> [Text extract]:
>> start

2019 Conundrum 10th Anniversary Red Blend, Wagner Family of Wine, Napa Valley, California, USA.
2019 Conundrum 10th Anniversary Red Blend, Wagner Family of Wine, Napa Valley, California, USA.

It’s a flavor bomb, a tooth-stainer of a red that has fans all over the world. As with previous vintages, the 2019 Conundrum is jammy and packs in the dark berry goodness. Sampling Conundrum for the first time or the 100th you’ll surely detect the dark cherry or plum notes, the leggy red tumbling full and inky into your glass. I have occasionally whiffed a little hint of vanilla in the mix, but this particular bottle had more of the fruit than the spice as defining characteristics. It had a few minutes to breathe but was essentially ready to enjoy right away without decanting, filtering, or similar preparation.

Yes the label is eye-catching, but less so than the Wagner name (Notes covers many of those, too) for most oenophiles. On the other hand, I’ve missed recent vintages of Conundrum so the silver did work as a marketing tool.

Polished off this 2019 tonight with a healthy tilapia (white wine, butter, garlic/caper goodness), broccoli, and apple sauce dinner. Trying to make good decisions early and often in 2022, and hoping your new year is off to a similar good start. Thanks for reading and best in the year ahead.

2015 Prelude Francs, Chateau Marsau

Always intriguing when you’re drifting back to older vintages, those that are perhaps less available than selections more readily available on the shelves of your wine store. The 2015 Prelude grabbed my attention—partly because of its catchy label, and partly because it goes back a few years before the recent 2018s I’ve been sampling.

2015 Prelude Francs, Chateau Marsau, Cotes de Bordeaux, France.
2015 Prelude Francs, Chateau Marsau, Cotes de Bordeaux, France.

>> end

> [Stored data]:
>> start

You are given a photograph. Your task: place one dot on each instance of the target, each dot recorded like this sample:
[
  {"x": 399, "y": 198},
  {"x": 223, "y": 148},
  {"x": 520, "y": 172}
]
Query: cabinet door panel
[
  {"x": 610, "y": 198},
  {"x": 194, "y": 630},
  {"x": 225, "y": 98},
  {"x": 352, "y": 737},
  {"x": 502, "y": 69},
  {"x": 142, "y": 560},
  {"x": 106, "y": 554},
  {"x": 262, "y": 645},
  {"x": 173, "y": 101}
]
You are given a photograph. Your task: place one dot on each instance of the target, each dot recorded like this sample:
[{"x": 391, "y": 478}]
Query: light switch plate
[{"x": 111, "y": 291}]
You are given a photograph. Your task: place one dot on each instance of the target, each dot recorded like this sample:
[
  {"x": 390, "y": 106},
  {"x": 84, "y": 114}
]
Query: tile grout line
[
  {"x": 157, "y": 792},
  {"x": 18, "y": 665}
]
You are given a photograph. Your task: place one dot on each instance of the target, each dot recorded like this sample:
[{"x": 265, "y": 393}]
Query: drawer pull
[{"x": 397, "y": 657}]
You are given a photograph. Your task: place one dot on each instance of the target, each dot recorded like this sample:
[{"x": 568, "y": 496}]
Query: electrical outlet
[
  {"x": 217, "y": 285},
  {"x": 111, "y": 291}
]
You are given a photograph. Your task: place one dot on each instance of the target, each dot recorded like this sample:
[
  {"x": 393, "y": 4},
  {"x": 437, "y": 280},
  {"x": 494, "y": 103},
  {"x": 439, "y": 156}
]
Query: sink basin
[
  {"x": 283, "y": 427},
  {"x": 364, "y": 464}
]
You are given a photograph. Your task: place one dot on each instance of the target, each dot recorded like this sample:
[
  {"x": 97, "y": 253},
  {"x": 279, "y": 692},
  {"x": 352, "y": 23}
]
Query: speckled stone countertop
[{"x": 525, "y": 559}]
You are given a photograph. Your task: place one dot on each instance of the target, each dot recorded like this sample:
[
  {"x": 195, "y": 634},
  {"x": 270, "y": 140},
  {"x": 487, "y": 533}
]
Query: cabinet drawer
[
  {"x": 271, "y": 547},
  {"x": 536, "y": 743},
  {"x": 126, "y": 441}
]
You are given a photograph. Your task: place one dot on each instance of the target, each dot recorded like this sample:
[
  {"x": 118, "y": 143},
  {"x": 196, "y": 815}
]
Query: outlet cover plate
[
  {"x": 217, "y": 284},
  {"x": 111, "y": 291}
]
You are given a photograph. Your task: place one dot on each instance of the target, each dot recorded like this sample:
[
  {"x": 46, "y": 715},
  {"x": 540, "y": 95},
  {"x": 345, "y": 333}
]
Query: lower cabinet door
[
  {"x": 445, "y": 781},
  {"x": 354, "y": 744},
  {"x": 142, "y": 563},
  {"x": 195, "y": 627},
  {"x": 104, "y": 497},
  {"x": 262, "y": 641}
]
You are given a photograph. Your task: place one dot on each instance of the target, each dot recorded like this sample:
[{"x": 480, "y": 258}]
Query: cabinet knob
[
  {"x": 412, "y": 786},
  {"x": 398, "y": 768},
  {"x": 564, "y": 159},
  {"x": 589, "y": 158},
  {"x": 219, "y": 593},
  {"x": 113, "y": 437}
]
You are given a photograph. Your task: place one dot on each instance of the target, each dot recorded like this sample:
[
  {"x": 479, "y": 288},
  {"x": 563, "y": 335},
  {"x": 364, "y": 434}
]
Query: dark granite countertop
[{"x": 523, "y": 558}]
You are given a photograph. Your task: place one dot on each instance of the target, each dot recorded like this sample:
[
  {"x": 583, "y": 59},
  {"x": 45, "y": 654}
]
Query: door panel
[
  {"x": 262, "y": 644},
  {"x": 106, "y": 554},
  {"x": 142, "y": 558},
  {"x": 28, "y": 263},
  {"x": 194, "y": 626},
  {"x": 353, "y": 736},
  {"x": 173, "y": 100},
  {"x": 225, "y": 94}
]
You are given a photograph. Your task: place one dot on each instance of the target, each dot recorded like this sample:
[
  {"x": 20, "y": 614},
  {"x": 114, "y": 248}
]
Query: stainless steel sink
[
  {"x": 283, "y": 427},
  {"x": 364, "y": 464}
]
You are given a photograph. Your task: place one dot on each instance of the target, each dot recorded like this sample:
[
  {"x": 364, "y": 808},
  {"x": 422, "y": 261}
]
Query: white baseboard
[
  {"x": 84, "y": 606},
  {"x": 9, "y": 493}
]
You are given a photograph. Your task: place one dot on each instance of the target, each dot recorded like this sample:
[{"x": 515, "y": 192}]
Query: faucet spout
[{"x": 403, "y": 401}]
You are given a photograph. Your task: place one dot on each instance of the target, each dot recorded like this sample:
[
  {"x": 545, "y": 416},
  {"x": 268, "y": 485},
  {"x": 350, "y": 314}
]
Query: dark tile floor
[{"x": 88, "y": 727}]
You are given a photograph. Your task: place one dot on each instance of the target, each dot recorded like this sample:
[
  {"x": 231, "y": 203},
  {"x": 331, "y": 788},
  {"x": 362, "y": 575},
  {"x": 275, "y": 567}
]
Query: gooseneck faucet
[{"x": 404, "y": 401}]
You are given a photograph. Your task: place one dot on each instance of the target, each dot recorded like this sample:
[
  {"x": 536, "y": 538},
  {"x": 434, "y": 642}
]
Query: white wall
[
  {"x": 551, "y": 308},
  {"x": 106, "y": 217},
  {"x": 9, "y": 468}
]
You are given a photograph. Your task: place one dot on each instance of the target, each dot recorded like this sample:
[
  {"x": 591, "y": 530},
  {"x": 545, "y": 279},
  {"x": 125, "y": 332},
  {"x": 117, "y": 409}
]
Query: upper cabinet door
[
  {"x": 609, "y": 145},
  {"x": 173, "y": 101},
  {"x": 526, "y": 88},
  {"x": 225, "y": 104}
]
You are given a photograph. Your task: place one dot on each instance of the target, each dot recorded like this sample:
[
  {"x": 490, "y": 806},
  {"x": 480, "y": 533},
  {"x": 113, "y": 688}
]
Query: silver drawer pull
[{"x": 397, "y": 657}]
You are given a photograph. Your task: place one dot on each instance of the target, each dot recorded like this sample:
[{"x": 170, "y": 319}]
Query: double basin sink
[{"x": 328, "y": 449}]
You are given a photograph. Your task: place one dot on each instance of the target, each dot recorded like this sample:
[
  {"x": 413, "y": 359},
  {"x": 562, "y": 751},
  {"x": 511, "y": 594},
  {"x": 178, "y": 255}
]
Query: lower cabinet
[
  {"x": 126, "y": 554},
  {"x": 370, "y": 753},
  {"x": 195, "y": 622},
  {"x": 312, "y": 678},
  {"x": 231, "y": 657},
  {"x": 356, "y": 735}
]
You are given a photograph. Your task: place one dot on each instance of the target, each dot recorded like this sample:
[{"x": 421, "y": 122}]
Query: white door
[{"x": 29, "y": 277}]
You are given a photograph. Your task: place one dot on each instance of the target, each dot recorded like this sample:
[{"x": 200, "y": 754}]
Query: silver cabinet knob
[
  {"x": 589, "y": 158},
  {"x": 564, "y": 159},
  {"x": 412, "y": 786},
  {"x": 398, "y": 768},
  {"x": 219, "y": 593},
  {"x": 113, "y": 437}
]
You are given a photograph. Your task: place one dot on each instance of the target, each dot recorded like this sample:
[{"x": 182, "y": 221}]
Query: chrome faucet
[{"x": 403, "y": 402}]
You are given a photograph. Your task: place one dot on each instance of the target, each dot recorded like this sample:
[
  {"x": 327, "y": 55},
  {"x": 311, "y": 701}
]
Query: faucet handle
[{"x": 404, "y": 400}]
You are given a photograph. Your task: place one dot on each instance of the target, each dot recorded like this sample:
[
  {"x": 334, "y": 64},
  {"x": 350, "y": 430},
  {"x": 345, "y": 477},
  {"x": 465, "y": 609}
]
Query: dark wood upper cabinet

>> end

> [Problem]:
According to the wine review, why did the 2015 Prelude catch the writer's attention? Answer in one to three sentences. The rows are separate material and are not part of the wine review.

> [Expected answer]:
It caught the writer's attention partly because of its catchy label. It also dates back a few years before the recent 2018 wines the writer had been sampling.